** What the task requires **
Reproduce every one of the records below verbatim, preserving each line in its original order.

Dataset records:

|---|

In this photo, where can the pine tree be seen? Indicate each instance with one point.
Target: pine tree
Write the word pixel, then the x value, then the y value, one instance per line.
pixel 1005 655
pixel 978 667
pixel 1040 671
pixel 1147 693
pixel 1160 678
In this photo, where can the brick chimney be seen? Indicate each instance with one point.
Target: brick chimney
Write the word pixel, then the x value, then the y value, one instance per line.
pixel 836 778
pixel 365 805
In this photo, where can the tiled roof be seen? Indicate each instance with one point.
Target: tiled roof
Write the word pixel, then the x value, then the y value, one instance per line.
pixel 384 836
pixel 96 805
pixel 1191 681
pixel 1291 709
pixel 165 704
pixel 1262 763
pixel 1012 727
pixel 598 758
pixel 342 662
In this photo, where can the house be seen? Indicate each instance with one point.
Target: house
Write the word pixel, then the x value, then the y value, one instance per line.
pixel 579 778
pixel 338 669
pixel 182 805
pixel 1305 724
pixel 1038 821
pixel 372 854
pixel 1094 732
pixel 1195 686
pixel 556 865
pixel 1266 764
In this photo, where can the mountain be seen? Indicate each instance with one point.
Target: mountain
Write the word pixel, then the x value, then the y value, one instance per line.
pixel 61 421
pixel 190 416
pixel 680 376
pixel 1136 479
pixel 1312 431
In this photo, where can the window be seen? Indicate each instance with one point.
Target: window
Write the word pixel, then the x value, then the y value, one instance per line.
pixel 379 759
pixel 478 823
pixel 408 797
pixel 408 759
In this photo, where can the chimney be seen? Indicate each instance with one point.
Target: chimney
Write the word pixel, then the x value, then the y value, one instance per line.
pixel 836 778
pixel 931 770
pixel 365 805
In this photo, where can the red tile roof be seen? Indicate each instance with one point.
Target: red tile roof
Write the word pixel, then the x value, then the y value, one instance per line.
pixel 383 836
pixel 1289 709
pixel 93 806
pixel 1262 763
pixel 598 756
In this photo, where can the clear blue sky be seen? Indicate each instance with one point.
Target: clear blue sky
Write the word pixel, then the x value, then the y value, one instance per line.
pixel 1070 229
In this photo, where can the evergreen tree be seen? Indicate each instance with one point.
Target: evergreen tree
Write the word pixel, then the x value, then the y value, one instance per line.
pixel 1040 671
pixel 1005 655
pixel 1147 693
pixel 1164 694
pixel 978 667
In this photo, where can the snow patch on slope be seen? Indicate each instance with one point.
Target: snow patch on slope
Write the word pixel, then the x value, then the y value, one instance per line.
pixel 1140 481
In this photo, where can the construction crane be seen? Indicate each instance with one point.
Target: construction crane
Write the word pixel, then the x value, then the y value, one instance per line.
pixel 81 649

|---|

** The output **
In this photo, where can the pine tree be seen? Indicate each instance with one point.
Target: pine tree
Write the word pixel, then the x value, then the y value, one instance per line.
pixel 1005 655
pixel 978 667
pixel 1040 671
pixel 1147 693
pixel 1160 678
In this photo, where can the brick chimney be seen? Indicate each instance with one point.
Target: brick chimney
Write the word pixel, then the x value, then the y value, one instance per line.
pixel 836 778
pixel 365 805
In this photo, where can the tiled roof be seen? Indicate each instance with one point.
Target: tiled roof
Write the word pixel, then the x value, then the y value, one instance per line.
pixel 384 836
pixel 96 805
pixel 1191 681
pixel 1291 709
pixel 165 704
pixel 1262 763
pixel 1012 727
pixel 598 758
pixel 342 662
In this photo, where can the house be seen? Indicate each instance with one point.
Target: house
Write the word pixel, then the x value, then the y value, one instance per line.
pixel 579 778
pixel 338 669
pixel 182 805
pixel 1305 724
pixel 1038 821
pixel 372 854
pixel 1094 732
pixel 1195 686
pixel 556 865
pixel 1266 764
In this photo, where can the mountain be seen? Indicate each instance with one point.
Target: mountain
Write the word pixel, then the x value, then the y value, one instance per line.
pixel 61 421
pixel 190 416
pixel 680 376
pixel 1136 479
pixel 1312 431
In this photo, where can the window be seen? Indicate each instance with one point.
Target: window
Write the word pixel, then the x value, then the y value, one instance per line.
pixel 379 759
pixel 478 823
pixel 408 797
pixel 408 759
In this photo, where can the chimney be seen? Indicate each instance with one point.
Target: chimney
Write the word pixel, then the x value, then the y value, one instance per line.
pixel 836 778
pixel 931 770
pixel 365 805
In this photo, where can the red tile roof be seen? Indicate each instance with one point.
Target: red tile roof
Write the word pixel, then the x value, then the y value, one instance per line.
pixel 383 836
pixel 1289 709
pixel 93 806
pixel 1262 763
pixel 598 756
In this photo, where can the clear blue sky be seen? Indicate each instance with one point.
Target: clear blue sky
Write the word pixel, then the x value, then the y value, one instance per line.
pixel 1070 229
In this photo, where can the evergreen tree be seen? Indicate each instance with one point.
Target: evergreen tree
Write the word pixel, then the x value, then the y value, one instance per line.
pixel 1040 671
pixel 1005 655
pixel 1147 693
pixel 1164 694
pixel 978 667
In this photo, where can the snow patch on slope be seen? Indicate each instance with one point.
Target: snow patch on slope
Write the word pixel, then the x value, then the y value, one instance per line.
pixel 1140 481
In this photo, where can the construction crane be seen? Indicate each instance with one point.
Target: construction crane
Write the word pixel, then the x value, then the y value, one instance per line.
pixel 81 649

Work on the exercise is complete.